#### Activity:
Could you continue the article below about the Ripon knitters making jubilee bunting, starting after its final sentence?

#### Document section:
:::::

Meet the women behind Ripon’s royal miles of jubilee bunting

A team of dedicated knitters are creating Ripon’s royal miles of bunting to wrap around the city in celebration of the Queen’s platinum jubilee.

The all-woman Knit and Natter Club has combined needlecraft and design skills to make masses of red, white and blue bunting emblazoned with golden crowns and  the initials E:R.

With less than two months to go until the extended June bank holiday jubilee weekend, organiser Hazel Barker told the Stray Ferret:

“We have received hundreds of requests from shops, businesses and other organisations in Ripon, who want to decorate their buildings to mark the Queen’s 70 years on the throne.

“We’ve still got a little way to go, but we are getting there.”

Collectively, thousands of hours of unrelenting effort has gone into this proud production line.

Mrs Barker, who was made a Freeman of the City of Ripon, for services to the community, said:

” At our homes we are spending every spare minute beavering away making the various elements of the bunting, from flags to the emblems of the four UK countries.

“A group of us then meet on Mondays to create the displays in readiness for them to go on everything from railings to retail premises, the town hall and the entrance to Spa Gardens.”

The Knit and Natter Club Ripon

The knitters meet weekly at Hazel House, in the grounds of Community House


The weekly meetings are at Hazel House – a building in the grounds of Community House, named in honour of Mrs Barker for her work with the Girlguiding Association.

:::::

#### Exercise data:

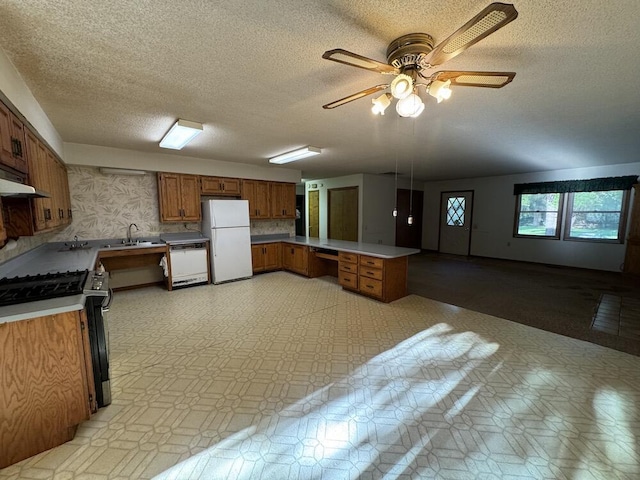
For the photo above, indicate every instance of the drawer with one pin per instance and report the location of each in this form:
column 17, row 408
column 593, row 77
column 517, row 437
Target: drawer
column 348, row 267
column 347, row 257
column 369, row 272
column 348, row 280
column 371, row 261
column 371, row 286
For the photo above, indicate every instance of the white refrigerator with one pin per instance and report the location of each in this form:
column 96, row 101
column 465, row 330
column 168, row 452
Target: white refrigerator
column 226, row 224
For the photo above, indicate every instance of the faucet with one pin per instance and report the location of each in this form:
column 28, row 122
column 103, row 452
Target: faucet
column 129, row 238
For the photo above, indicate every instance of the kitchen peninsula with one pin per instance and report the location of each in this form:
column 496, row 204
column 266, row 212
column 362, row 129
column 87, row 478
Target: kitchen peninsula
column 375, row 270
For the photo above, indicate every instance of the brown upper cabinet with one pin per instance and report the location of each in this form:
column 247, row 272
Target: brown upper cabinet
column 179, row 197
column 25, row 217
column 258, row 193
column 283, row 200
column 220, row 186
column 13, row 152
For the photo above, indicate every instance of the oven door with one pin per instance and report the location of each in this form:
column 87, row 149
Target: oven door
column 96, row 308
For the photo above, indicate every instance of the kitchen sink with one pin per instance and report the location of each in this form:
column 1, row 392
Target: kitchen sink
column 135, row 243
column 73, row 248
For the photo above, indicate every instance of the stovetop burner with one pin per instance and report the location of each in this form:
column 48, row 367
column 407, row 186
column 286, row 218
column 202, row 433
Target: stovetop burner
column 32, row 288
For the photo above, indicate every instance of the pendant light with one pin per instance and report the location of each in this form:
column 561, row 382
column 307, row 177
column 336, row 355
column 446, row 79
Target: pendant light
column 395, row 191
column 410, row 217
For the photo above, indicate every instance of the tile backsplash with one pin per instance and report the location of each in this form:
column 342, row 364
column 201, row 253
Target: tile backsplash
column 104, row 206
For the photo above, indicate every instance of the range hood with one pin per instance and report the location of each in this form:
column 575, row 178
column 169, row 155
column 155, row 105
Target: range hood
column 12, row 185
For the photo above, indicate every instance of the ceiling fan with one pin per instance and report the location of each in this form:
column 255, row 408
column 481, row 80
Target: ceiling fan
column 409, row 56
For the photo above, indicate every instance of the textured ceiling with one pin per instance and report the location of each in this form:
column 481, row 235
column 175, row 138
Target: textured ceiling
column 118, row 74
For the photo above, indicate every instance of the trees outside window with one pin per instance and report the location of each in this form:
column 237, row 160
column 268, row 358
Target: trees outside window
column 539, row 215
column 596, row 216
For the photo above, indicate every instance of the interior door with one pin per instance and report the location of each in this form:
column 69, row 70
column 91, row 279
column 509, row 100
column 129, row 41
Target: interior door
column 314, row 213
column 343, row 213
column 456, row 209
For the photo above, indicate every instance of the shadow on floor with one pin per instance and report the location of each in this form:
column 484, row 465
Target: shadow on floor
column 562, row 300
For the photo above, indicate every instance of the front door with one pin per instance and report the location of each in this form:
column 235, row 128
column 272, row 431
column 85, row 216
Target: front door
column 455, row 222
column 314, row 213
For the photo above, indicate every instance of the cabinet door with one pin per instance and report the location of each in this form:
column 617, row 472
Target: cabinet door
column 6, row 147
column 40, row 172
column 230, row 186
column 190, row 195
column 258, row 194
column 278, row 209
column 3, row 231
column 47, row 395
column 295, row 258
column 210, row 185
column 19, row 150
column 170, row 202
column 288, row 200
column 54, row 178
column 263, row 199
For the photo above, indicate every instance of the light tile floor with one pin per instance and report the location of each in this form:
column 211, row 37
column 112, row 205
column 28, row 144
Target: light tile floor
column 284, row 377
column 617, row 315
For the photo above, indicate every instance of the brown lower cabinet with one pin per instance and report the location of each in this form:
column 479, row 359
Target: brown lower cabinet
column 266, row 257
column 381, row 278
column 295, row 258
column 46, row 383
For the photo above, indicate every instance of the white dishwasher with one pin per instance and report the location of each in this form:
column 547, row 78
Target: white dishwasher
column 189, row 264
column 188, row 260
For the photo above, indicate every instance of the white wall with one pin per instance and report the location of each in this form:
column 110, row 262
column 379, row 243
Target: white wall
column 16, row 92
column 376, row 199
column 97, row 156
column 494, row 216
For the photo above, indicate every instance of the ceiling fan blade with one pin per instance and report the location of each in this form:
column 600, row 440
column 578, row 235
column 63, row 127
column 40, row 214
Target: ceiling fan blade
column 353, row 59
column 475, row 79
column 492, row 18
column 355, row 96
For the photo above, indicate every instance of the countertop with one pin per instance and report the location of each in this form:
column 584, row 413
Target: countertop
column 52, row 258
column 371, row 249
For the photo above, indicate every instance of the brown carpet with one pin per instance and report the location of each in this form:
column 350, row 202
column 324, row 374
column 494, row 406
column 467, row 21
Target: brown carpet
column 557, row 299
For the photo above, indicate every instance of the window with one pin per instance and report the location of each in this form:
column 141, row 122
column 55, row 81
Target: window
column 538, row 215
column 595, row 209
column 455, row 211
column 596, row 216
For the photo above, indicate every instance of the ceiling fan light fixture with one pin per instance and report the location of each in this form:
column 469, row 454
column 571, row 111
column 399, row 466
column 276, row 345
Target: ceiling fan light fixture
column 381, row 103
column 411, row 106
column 440, row 90
column 295, row 155
column 181, row 133
column 402, row 86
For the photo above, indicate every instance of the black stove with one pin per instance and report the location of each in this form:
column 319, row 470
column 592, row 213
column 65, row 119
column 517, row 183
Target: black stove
column 32, row 288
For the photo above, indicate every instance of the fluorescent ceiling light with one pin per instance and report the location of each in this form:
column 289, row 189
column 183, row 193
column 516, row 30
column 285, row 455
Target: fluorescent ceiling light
column 295, row 155
column 182, row 132
column 121, row 171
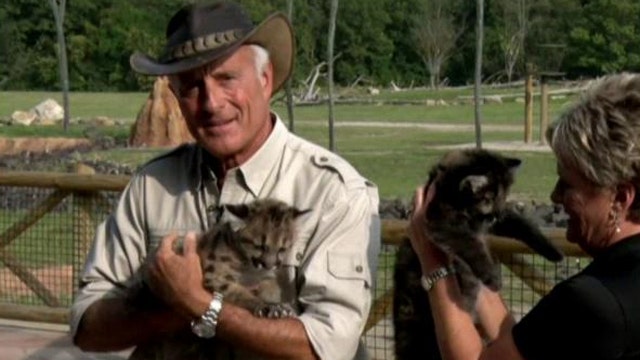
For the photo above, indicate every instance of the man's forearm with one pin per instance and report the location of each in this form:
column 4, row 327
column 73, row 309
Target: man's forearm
column 110, row 325
column 277, row 339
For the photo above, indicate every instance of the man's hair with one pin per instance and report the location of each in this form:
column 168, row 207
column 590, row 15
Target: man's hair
column 598, row 136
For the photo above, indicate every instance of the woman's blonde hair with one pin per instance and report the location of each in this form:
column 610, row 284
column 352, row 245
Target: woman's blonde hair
column 598, row 136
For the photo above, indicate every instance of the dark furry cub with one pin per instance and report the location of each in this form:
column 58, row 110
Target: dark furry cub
column 471, row 188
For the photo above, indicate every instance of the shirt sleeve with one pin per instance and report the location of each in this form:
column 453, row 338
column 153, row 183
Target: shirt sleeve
column 116, row 253
column 337, row 274
column 579, row 319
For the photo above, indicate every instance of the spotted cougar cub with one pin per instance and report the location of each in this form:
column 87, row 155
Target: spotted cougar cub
column 240, row 261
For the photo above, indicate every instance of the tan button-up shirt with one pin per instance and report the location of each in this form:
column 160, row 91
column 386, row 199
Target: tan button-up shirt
column 329, row 268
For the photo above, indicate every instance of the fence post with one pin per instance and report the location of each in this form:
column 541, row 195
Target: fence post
column 528, row 108
column 544, row 106
column 83, row 225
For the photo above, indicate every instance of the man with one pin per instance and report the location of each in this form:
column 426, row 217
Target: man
column 223, row 71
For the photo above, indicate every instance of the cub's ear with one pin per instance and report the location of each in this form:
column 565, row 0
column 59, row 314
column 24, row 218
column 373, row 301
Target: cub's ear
column 297, row 212
column 240, row 210
column 474, row 183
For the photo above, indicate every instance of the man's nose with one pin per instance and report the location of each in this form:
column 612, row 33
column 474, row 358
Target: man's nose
column 213, row 98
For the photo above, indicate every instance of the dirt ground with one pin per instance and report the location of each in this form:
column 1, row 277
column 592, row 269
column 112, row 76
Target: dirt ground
column 13, row 146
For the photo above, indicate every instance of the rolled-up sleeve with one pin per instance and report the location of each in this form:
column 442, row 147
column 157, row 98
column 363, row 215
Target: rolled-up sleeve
column 338, row 272
column 116, row 253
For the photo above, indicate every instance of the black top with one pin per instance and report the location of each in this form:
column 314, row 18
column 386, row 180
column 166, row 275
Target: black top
column 593, row 315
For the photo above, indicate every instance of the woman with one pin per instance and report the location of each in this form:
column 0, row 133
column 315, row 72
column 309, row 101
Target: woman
column 595, row 314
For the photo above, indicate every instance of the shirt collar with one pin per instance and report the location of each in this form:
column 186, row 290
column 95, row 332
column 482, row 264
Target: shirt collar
column 629, row 246
column 255, row 170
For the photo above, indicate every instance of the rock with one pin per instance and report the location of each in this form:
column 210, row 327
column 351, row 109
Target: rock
column 23, row 117
column 49, row 110
column 160, row 122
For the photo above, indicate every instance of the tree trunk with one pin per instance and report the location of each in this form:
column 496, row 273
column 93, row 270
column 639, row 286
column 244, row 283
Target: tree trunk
column 58, row 14
column 288, row 90
column 330, row 59
column 478, row 74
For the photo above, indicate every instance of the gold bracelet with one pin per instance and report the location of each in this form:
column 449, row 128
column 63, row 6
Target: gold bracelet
column 430, row 280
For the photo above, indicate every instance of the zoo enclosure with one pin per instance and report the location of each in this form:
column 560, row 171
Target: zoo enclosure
column 47, row 222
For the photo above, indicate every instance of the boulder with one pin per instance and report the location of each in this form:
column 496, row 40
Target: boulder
column 48, row 111
column 160, row 122
column 23, row 117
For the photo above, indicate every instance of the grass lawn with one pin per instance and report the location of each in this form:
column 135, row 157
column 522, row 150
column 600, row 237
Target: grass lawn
column 395, row 158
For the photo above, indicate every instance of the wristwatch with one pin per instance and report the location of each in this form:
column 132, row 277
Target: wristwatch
column 205, row 326
column 429, row 280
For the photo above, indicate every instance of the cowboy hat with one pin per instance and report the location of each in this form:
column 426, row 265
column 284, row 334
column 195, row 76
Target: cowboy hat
column 201, row 33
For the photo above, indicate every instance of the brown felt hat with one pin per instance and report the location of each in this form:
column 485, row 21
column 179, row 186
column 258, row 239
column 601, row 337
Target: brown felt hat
column 201, row 33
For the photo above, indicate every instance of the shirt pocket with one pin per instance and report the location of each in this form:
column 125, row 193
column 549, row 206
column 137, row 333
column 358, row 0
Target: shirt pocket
column 348, row 266
column 156, row 235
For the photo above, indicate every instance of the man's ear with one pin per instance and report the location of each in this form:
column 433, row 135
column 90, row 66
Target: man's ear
column 625, row 195
column 266, row 80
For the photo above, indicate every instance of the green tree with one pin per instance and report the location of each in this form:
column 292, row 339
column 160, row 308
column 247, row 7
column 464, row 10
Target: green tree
column 606, row 38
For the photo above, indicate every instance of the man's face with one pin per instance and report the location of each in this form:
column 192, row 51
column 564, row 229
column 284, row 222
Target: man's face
column 226, row 105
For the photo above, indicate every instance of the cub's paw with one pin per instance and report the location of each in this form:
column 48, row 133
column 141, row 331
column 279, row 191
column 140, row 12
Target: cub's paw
column 275, row 311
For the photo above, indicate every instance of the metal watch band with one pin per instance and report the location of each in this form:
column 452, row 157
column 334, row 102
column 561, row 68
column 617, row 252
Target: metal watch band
column 430, row 280
column 205, row 326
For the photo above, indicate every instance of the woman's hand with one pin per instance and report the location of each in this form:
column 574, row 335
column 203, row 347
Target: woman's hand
column 431, row 257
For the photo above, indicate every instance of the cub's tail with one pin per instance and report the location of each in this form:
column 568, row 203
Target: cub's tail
column 516, row 226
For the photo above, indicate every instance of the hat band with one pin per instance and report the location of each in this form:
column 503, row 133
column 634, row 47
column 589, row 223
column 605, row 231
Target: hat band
column 205, row 43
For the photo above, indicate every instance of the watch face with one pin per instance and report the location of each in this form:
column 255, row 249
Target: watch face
column 202, row 330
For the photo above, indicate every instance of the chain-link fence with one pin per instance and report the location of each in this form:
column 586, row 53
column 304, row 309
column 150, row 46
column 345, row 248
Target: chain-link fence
column 47, row 224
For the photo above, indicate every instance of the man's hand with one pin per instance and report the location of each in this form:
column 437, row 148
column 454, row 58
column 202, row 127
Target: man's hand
column 177, row 278
column 431, row 257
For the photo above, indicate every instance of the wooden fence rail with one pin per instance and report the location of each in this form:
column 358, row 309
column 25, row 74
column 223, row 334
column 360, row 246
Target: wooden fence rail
column 86, row 192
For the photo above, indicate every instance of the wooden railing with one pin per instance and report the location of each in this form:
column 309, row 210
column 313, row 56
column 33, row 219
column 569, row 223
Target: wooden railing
column 87, row 192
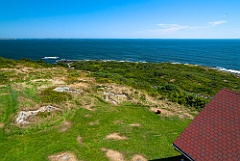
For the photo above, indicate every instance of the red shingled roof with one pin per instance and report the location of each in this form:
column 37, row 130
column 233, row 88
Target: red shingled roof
column 215, row 133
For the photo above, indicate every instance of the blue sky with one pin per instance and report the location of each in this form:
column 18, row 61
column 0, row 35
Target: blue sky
column 119, row 19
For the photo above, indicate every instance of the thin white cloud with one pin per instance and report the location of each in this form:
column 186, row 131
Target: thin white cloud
column 177, row 27
column 216, row 23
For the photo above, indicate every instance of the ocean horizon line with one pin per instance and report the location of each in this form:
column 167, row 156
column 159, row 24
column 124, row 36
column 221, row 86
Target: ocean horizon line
column 120, row 38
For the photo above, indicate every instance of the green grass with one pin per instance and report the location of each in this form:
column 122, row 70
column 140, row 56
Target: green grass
column 185, row 84
column 153, row 139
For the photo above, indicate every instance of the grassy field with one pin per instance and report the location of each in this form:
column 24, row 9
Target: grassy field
column 96, row 120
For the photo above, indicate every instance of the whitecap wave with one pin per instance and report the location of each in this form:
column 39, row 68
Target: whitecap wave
column 228, row 70
column 50, row 57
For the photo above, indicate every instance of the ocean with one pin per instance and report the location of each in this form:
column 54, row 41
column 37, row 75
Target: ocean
column 223, row 54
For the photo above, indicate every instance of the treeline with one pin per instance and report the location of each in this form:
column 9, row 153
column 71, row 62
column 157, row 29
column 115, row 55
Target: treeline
column 191, row 86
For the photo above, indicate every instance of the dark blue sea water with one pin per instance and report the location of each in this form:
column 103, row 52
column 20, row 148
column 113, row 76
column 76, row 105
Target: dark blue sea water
column 212, row 53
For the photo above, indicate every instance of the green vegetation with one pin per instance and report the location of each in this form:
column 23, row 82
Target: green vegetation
column 185, row 84
column 85, row 117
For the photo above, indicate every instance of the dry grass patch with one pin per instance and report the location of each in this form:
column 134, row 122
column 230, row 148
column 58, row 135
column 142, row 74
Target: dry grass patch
column 63, row 156
column 87, row 115
column 135, row 125
column 170, row 112
column 64, row 126
column 79, row 139
column 113, row 155
column 138, row 158
column 94, row 123
column 115, row 136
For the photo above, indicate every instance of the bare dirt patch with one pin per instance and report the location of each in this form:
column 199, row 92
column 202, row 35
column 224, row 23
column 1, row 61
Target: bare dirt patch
column 135, row 125
column 115, row 136
column 113, row 155
column 138, row 158
column 64, row 126
column 23, row 116
column 63, row 156
column 118, row 122
column 80, row 85
column 94, row 123
column 79, row 139
column 87, row 115
column 173, row 111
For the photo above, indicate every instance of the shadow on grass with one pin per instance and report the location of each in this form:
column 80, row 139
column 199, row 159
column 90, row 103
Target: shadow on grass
column 175, row 158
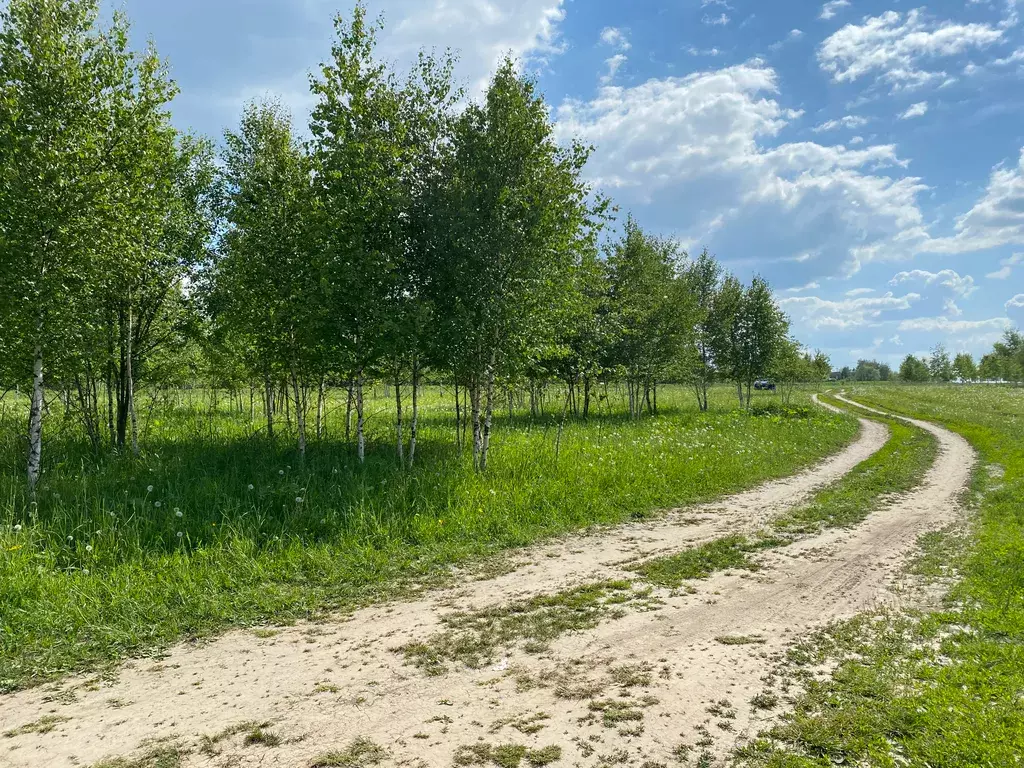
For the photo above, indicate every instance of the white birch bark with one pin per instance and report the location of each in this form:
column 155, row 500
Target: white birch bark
column 360, row 438
column 36, row 421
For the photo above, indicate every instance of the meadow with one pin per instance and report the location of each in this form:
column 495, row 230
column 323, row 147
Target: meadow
column 213, row 526
column 940, row 688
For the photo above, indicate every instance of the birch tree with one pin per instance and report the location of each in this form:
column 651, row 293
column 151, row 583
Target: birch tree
column 62, row 80
column 264, row 289
column 513, row 219
column 360, row 156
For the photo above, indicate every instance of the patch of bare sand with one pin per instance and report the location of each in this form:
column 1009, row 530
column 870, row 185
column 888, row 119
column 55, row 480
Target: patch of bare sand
column 695, row 663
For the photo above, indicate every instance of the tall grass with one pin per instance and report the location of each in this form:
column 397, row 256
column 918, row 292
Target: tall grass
column 213, row 526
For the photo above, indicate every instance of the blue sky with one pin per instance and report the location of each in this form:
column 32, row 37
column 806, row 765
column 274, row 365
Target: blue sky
column 865, row 157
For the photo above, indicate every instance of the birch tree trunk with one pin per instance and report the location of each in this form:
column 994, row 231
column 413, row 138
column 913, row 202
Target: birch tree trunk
column 474, row 396
column 360, row 438
column 415, row 424
column 300, row 413
column 130, row 384
column 348, row 411
column 458, row 419
column 397, row 425
column 268, row 385
column 487, row 418
column 321, row 409
column 36, row 421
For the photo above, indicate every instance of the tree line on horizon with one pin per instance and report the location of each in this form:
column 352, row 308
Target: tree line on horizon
column 1004, row 364
column 415, row 236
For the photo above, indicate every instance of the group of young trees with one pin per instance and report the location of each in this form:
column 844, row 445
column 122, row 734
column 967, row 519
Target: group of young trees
column 412, row 235
column 1005, row 363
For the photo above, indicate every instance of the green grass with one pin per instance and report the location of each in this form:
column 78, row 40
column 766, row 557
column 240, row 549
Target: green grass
column 702, row 560
column 941, row 688
column 898, row 467
column 474, row 638
column 122, row 556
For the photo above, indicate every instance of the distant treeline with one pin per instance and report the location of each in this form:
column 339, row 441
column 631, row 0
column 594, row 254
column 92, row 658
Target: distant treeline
column 1005, row 363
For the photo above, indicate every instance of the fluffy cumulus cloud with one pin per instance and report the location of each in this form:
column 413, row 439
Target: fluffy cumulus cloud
column 996, row 219
column 832, row 8
column 914, row 111
column 1007, row 266
column 847, row 121
column 953, row 327
column 958, row 285
column 709, row 142
column 900, row 49
column 845, row 314
column 615, row 37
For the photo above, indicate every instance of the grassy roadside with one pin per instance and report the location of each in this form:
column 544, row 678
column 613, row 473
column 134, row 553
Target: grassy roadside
column 209, row 529
column 897, row 467
column 943, row 688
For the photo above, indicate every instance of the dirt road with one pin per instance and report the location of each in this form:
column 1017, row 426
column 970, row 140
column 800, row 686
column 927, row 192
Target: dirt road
column 640, row 686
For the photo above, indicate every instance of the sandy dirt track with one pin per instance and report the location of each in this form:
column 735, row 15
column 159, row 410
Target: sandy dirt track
column 322, row 686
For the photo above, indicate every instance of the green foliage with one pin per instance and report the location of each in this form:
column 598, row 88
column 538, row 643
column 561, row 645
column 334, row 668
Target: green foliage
column 940, row 688
column 250, row 556
column 913, row 370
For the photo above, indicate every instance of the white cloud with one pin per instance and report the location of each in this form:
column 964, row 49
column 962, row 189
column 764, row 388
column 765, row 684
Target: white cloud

:::::

#### Reply to the task:
In addition to this, other knitters work from home, with regular supplies of wool provided for them.

The team, totalling 30, is also responsible for the countless hours of behind-the-scenes work that creates Ripon’s Remembrance displays.

They are part of the Ripon Community Poppy Project, founded by Mrs Barker and Councillor Stuart Martin, to mark the 100th anniversary of the end of the First World War  in 2018.

Funding for the project

The community project is funded by donations from members of the public and businesses and supported by organisations such as the North Yorkshire Fire and Rescue Service and an army of volunteers who put up the displays.

For the platinum  jubilee display, £2,500 of the sum used to buy the wool, netting and other materials was raised from the sale of decorative covid masks with Christmas designs on them.

And it comes as no surprise to discover that those whose painstaking work will be seen on the city streets in June, are the women behind the masks as well.